§ The problem
Repeat the entries word for word, starting at the line that contains "If you could mark the white sky" and stopping after the line that contains "If you could mark the wooden roof". Include both of those lines.

§ Record excerpts
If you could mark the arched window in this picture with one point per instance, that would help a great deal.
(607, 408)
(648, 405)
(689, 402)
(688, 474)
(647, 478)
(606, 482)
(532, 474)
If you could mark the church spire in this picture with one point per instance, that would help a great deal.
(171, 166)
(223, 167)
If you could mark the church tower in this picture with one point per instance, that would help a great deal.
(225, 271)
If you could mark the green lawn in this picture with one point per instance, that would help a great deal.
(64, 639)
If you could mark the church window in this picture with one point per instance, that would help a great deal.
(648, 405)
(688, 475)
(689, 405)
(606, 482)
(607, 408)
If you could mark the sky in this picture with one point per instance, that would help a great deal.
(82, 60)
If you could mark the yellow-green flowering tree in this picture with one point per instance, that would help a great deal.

...

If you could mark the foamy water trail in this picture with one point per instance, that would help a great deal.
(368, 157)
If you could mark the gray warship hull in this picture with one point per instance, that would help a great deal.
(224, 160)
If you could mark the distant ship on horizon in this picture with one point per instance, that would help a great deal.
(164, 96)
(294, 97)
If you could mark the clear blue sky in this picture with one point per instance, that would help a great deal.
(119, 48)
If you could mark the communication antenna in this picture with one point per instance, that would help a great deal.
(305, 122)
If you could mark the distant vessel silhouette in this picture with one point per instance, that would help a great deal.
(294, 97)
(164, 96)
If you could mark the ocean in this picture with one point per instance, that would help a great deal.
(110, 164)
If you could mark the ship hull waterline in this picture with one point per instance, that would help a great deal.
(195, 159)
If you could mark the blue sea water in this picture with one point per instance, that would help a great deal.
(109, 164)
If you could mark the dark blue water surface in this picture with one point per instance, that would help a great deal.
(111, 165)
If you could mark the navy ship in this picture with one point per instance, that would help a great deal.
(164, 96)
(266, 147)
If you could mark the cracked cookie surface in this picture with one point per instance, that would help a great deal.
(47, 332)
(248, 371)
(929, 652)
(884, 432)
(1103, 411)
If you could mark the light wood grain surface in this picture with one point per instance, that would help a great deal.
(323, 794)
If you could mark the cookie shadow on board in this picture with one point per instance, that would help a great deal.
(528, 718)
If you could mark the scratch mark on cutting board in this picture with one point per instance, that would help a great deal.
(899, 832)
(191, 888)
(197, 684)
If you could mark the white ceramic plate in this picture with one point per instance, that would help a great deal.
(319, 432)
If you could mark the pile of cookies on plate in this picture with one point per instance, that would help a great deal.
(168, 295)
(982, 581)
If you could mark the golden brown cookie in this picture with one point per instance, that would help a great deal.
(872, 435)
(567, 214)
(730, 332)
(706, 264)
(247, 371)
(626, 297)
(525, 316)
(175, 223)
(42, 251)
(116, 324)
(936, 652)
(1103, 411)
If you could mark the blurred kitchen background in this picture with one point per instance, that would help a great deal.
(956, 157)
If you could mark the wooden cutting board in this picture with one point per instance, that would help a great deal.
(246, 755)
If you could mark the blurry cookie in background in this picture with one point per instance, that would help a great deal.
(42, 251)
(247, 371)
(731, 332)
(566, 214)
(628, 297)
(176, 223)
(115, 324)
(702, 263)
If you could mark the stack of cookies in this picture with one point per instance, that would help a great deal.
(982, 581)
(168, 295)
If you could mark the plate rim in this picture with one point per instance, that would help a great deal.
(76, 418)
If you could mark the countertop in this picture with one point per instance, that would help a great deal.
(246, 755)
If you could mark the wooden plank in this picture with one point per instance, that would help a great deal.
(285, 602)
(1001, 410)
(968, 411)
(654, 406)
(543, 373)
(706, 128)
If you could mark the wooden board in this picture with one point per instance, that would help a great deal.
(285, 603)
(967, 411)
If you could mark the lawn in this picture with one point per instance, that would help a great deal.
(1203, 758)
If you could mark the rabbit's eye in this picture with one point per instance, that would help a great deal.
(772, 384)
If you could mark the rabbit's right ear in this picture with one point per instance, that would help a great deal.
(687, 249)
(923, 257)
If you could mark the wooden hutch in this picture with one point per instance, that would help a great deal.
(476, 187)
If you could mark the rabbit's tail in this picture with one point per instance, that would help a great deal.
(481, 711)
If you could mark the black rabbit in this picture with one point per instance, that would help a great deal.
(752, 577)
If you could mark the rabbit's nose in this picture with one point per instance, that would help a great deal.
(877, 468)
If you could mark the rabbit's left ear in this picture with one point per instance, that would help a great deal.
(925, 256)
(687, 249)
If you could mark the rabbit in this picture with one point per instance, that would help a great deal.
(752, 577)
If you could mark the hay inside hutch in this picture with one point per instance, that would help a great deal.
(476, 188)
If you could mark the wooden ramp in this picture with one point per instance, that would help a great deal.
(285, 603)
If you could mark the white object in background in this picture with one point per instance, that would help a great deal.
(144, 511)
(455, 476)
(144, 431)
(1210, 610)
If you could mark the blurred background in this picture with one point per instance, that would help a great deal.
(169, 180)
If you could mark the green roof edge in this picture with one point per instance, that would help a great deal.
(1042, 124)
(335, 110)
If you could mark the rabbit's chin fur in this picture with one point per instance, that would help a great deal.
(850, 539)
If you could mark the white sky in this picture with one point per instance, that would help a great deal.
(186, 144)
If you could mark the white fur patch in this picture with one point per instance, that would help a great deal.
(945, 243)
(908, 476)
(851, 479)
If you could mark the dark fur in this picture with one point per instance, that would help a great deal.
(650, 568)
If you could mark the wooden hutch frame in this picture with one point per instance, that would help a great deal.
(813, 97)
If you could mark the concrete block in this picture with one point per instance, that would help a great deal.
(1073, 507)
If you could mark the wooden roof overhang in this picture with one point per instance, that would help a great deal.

...

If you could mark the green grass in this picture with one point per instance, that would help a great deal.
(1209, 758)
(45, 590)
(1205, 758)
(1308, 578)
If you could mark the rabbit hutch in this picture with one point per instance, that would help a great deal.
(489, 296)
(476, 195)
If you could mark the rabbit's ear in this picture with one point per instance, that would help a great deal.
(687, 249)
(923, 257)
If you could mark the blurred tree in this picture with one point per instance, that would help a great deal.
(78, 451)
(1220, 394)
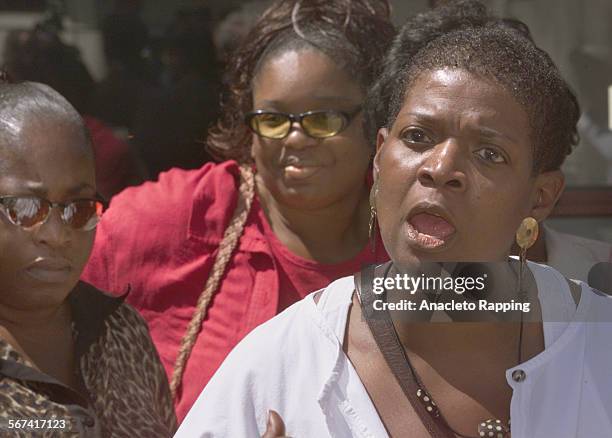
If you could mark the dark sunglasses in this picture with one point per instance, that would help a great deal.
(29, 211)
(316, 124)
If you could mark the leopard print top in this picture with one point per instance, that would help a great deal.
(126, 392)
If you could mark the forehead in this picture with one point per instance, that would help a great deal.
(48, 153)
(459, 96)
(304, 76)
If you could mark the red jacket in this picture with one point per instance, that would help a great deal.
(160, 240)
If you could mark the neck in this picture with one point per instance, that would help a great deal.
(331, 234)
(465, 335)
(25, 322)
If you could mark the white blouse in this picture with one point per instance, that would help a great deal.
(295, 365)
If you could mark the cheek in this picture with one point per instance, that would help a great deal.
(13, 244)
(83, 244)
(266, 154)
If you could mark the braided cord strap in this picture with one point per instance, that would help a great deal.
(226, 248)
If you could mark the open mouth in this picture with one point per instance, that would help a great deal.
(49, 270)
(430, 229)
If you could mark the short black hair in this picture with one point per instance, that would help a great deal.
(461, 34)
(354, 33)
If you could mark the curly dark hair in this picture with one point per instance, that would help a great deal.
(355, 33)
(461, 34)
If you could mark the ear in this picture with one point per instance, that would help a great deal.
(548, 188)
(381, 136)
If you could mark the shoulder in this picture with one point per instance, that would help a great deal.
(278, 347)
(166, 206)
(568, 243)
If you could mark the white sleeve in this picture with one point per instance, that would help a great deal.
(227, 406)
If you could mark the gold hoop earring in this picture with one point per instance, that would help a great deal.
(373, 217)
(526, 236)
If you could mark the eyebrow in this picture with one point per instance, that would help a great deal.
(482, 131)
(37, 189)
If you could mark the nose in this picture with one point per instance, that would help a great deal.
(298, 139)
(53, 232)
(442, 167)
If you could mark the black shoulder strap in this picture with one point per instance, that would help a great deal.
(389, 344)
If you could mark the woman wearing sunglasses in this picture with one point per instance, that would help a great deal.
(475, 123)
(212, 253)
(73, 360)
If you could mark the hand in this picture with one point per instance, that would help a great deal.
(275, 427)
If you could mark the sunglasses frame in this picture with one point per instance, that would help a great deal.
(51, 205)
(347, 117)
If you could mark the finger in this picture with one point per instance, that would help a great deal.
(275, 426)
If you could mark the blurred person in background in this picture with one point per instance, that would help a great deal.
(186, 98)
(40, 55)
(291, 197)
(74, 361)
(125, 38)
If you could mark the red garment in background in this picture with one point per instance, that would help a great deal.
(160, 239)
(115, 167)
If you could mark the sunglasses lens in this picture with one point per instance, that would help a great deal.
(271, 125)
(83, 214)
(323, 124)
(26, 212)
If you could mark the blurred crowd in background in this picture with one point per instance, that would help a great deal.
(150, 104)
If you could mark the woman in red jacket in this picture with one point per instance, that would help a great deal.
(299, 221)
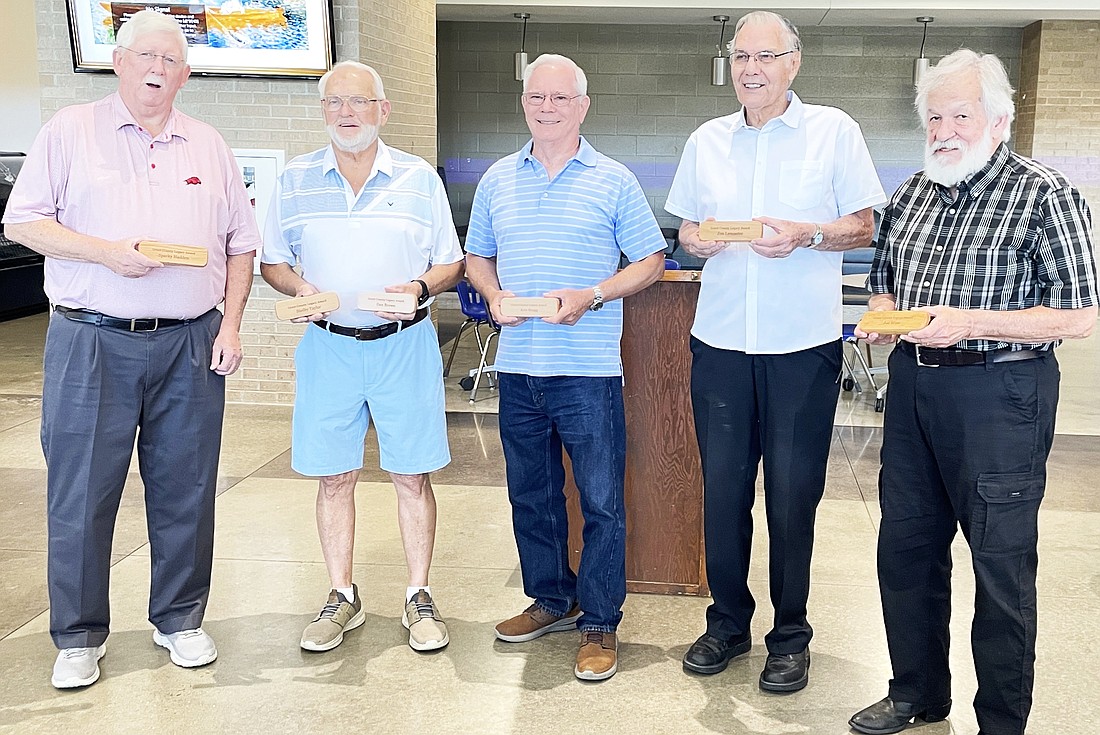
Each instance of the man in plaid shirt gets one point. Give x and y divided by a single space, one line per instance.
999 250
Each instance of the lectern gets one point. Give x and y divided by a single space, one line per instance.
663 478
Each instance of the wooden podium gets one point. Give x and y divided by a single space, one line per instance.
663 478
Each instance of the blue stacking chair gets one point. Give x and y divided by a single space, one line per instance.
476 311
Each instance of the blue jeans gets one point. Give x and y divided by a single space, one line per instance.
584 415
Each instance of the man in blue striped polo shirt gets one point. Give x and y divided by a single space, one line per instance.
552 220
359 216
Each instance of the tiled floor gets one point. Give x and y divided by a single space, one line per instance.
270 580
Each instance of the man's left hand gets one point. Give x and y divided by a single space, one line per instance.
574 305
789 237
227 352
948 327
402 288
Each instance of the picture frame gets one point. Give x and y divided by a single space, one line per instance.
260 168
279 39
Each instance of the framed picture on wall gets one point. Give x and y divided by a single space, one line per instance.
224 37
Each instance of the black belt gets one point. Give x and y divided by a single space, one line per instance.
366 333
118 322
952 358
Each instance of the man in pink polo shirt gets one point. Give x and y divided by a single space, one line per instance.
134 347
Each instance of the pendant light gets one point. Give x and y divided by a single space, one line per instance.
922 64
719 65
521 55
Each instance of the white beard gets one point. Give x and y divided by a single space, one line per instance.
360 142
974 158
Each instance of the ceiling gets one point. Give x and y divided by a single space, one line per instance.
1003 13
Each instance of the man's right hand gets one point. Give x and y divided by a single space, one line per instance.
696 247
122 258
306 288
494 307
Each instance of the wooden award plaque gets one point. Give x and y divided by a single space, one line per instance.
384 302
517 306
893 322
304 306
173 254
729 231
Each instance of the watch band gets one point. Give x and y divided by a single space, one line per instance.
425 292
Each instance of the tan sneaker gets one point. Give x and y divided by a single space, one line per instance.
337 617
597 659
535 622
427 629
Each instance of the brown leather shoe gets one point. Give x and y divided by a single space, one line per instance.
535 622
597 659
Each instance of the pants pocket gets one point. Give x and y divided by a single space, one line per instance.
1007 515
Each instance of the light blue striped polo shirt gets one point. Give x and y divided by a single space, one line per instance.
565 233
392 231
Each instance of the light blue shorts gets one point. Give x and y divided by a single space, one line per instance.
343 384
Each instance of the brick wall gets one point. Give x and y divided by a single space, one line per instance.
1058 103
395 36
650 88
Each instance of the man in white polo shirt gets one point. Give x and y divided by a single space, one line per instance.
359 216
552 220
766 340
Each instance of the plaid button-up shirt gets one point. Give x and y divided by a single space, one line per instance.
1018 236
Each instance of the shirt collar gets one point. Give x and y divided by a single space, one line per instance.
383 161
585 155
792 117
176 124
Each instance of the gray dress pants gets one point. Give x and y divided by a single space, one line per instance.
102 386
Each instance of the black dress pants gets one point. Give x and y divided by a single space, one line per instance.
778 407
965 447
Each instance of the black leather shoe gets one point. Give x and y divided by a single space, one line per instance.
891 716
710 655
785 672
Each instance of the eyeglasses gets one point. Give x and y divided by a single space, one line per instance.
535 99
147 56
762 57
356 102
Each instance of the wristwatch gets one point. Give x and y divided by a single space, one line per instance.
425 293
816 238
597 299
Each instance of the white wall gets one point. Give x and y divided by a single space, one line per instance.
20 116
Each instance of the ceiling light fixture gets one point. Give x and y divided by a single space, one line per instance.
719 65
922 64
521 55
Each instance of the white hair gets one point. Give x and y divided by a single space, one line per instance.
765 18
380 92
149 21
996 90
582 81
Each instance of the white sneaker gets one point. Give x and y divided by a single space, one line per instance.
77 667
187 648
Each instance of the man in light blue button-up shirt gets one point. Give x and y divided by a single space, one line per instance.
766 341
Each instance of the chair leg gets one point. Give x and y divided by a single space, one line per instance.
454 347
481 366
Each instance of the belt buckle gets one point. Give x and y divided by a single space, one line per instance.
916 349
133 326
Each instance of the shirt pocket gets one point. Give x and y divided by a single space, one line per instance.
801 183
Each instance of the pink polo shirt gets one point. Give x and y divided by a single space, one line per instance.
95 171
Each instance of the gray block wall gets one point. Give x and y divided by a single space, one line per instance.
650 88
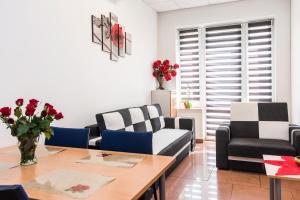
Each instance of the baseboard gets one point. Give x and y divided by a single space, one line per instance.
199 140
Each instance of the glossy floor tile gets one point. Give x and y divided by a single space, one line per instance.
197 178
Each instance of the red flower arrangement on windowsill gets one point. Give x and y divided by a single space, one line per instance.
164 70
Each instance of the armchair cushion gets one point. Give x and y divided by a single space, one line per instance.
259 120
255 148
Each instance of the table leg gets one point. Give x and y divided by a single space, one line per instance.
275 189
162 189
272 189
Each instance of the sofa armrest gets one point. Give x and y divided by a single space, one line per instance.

§ Response to the task
If you could mark the white sky in this picture with one point per instance, that would help a great deal.
(186, 144)
If you could mark the white fur patch in this picture with one point per instance, that would help a great deal.
(945, 243)
(908, 476)
(851, 479)
If you could mark the dark fur in this picture with one point per instance, that would help a great deal.
(650, 568)
If you could mark the wooden hutch frame in this picture with one point per instance, that would help a great deal.
(813, 97)
If you could mark the concrete block in this picture with one point per instance, that would help a great deal.
(1073, 507)
If you could mark the wooden roof overhang in this picture with one point per instance, that would help a great deal.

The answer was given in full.